* Texto extraído:
•••••

Hablar de las dos grandes columnas de la Iglesia significa referirnos a dos personas con diferencias tan notorias como el sol, pero que, al mismo tiempo, comparten muchas más cosas de las que nos imaginamos. Y de esa manera, tan distintos y tan iguales, es como la Iglesia los venera y los presenta como modelo de vida cristiana, hasta el punto de celebrar sus memorias en una sola fiesta litúrgica.

Con frecuencias, y no sin razones, se cree que Pedro y Pablo fueron antagonistas, como si representaran bandos enemigos y opositores dentro de la Iglesia. Es verdad que antes del encuentro con el Resucitado en el camino hacia Damasco Saulo sí era un gran perseguidor de la naciente comunidad cristiana, pero después de su conversión, no sin dificultades, llegó a integrarse plenamente al unitario proyecto evangelizador que reconocía en Pedro al líder, querido por el mismo Jesús, para “apacentar a su rebaño” (cf. Jn 21, 15-17). Al fin y al cabo, era él, Simón Pedro, el que había recibido las llaves del Reino, y el que tenía la misión de ser la roca sólida sobre la cual se edificaría la Iglesia de Cristo (cf. Mt 16, 13-19).

El encuentro con Cristo, tanto de Pedro como de Pablo, sí representó en ellos un singular cambio de mentalidad y de horizontes, pero no los exoneró de sus respectivas personalidades, con sus altos y sus bajos. Y precisamente esas notas propias del carácter humano de cada uno de ellos, se complementaron admirablemente, al servicio de la misión común de dar testimonio del Resucitado, por la acción del Espíritu Santo,

“en Jerusalén, en toda Judea y Samaría, y hasta los confines del mundo” (cf. Hch 1, 8).

Si a Pedro, y sus más cercanos compañeros de apostolado, les correspondió la tarea de la evangelización del pueblo judío, a Pablo, en cambio, le tocó asumir el compromiso de abrir caminos nuevos entre los pueblos paganos al mensaje de Jesús, hasta llegar a Roma, el corazón del paganismo (cf. Gál 2, 6-10). Y de esa manera, ambos, aun teniendo que superar tensiones y dificultades, fueron fundamentales en el cumplimiento de la única misión confiada por el Señor a su Iglesia (cf. Lc 24, 46-49).

•••••

[Elementos almacenados del conjunto de datos]
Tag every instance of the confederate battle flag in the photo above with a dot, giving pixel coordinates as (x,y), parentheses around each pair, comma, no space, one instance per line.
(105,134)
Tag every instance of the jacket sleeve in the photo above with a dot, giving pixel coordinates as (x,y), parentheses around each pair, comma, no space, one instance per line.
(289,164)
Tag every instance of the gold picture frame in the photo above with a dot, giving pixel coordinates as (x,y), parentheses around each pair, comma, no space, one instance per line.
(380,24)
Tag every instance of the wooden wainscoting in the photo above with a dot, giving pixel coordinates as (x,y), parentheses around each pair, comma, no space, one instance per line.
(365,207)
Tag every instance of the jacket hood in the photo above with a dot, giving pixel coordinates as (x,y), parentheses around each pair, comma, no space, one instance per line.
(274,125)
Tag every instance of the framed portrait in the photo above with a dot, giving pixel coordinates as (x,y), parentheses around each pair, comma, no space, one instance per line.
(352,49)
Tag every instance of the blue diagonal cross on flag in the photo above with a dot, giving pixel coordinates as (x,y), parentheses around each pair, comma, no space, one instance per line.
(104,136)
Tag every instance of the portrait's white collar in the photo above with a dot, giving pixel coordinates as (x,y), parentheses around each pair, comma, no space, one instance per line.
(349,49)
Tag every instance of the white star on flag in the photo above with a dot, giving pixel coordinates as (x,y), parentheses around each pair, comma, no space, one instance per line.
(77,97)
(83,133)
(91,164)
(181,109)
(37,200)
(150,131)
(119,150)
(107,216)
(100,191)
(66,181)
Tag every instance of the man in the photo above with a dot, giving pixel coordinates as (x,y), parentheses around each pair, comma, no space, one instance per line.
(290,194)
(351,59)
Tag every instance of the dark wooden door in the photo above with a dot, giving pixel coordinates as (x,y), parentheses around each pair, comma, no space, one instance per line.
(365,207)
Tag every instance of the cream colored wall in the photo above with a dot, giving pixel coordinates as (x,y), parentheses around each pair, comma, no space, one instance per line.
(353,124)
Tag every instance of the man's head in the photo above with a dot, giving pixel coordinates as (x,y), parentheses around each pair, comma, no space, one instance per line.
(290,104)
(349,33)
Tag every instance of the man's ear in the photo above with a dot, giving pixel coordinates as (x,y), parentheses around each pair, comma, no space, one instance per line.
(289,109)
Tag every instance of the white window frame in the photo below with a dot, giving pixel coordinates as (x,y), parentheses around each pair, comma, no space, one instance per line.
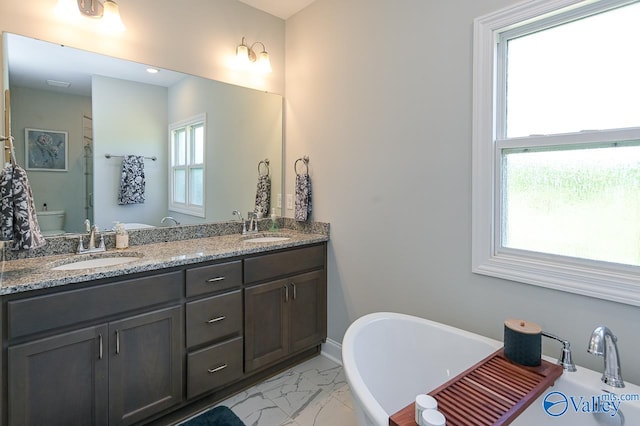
(604,280)
(187,208)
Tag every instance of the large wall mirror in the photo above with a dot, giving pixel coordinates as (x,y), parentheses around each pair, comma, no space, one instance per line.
(93,110)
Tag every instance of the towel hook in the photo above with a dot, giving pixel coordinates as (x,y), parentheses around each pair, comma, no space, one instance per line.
(264,162)
(10,148)
(305,161)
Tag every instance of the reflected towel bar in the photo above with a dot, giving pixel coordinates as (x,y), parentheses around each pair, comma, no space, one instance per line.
(154,158)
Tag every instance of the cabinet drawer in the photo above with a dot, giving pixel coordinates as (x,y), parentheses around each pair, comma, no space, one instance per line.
(274,265)
(213,318)
(214,366)
(66,308)
(213,278)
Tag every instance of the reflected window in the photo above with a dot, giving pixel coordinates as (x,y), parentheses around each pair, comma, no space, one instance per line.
(187,141)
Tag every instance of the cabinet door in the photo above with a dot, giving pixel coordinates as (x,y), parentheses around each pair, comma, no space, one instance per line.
(307,310)
(266,330)
(60,380)
(145,365)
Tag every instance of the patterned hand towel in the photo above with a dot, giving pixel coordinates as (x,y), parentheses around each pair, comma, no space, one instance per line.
(132,180)
(303,197)
(263,195)
(19,223)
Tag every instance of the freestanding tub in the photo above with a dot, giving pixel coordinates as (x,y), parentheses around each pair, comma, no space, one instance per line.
(389,358)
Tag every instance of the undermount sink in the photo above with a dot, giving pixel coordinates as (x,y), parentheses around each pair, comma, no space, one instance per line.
(266,239)
(96,262)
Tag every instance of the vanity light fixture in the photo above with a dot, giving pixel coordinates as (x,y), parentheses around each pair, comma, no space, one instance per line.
(107,11)
(245,56)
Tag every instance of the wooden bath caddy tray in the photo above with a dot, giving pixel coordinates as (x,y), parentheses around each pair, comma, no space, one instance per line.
(492,392)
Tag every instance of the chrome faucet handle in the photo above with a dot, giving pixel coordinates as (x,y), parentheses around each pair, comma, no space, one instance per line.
(244,225)
(565,359)
(604,343)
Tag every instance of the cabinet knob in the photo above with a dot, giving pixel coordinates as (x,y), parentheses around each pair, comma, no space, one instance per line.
(215,370)
(213,320)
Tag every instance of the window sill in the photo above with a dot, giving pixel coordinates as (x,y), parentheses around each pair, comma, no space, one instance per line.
(617,283)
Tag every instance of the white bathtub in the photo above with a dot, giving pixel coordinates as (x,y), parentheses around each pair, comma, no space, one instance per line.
(389,358)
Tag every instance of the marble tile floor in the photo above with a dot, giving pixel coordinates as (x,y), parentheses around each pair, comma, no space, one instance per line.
(314,393)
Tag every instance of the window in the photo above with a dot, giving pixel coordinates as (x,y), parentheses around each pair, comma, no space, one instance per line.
(186,169)
(556,146)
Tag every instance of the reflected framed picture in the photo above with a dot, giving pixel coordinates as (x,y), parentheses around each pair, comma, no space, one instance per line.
(46,150)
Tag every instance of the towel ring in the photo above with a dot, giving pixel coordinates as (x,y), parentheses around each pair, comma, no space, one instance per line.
(305,161)
(266,165)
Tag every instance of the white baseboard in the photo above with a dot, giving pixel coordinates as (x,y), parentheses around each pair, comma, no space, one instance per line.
(332,350)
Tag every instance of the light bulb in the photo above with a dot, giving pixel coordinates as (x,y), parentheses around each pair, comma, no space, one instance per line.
(67,9)
(242,56)
(111,20)
(263,64)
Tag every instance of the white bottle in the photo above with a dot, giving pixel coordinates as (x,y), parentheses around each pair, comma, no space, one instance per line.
(432,418)
(424,402)
(122,236)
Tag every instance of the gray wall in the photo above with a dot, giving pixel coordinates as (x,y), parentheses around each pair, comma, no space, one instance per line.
(129,119)
(54,111)
(378,94)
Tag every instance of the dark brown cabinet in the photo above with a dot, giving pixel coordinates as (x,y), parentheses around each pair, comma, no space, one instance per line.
(114,372)
(283,317)
(117,373)
(133,350)
(145,365)
(41,391)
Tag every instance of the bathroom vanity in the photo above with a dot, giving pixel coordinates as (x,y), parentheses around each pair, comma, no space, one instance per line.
(188,324)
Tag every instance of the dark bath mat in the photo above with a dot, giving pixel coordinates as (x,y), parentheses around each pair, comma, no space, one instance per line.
(218,416)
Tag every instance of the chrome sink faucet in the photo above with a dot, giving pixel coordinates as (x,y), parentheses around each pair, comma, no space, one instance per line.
(604,343)
(166,218)
(565,358)
(244,225)
(92,230)
(253,224)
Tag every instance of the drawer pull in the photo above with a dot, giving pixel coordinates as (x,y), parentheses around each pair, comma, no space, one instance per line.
(215,370)
(100,346)
(220,318)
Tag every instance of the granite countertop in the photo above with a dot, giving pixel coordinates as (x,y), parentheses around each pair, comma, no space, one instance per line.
(35,273)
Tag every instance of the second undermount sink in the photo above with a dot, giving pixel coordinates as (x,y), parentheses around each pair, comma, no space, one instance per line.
(265,239)
(96,261)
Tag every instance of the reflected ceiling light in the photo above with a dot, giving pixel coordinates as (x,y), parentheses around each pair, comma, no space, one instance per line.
(57,83)
(245,56)
(67,9)
(108,12)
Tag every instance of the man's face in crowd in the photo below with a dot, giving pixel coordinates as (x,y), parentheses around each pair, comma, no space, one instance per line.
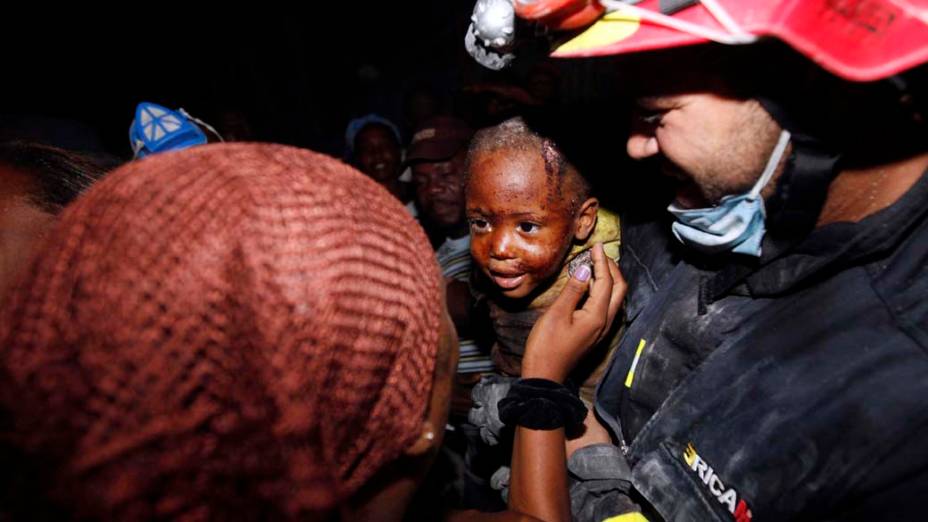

•••••

* Tarea asignada A:
En el texto sobre Pedro y Pablo, ¿a qué pueblo le correspondió a Pedro llevar la evangelización?
* Tarea asignada B:
Por favor, transcribe del texto sobre Pedro y Pablo el fragmento que empieza en "Con frecuencias, y" y termina en "Mt 16, 13-19).".

* Respuesta A:
Al pueblo judío.

* Respuesta B:
Con frecuencias, y no sin razones, se cree que Pedro y Pablo fueron antagonistas, como si representaran bandos enemigos y opositores dentro de la Iglesia. Es verdad que antes del encuentro con el Resucitado en el camino hacia Damasco Saulo sí era un gran perseguidor de la naciente comunidad cristiana, pero después de su conversión, no sin dificultades, llegó a integrarse plenamente al unitario proyecto evangelizador que reconocía en Pedro al líder, querido por el mismo Jesús, para “apacentar a su rebaño” (cf. Jn 21, 15-17). Al fin y al cabo, era él, Simón Pedro, el que había recibido las llaves del Reino, y el que tenía la misión de ser la roca sólida sobre la cual se edificaría la Iglesia de Cristo (cf. Mt 16, 13-19).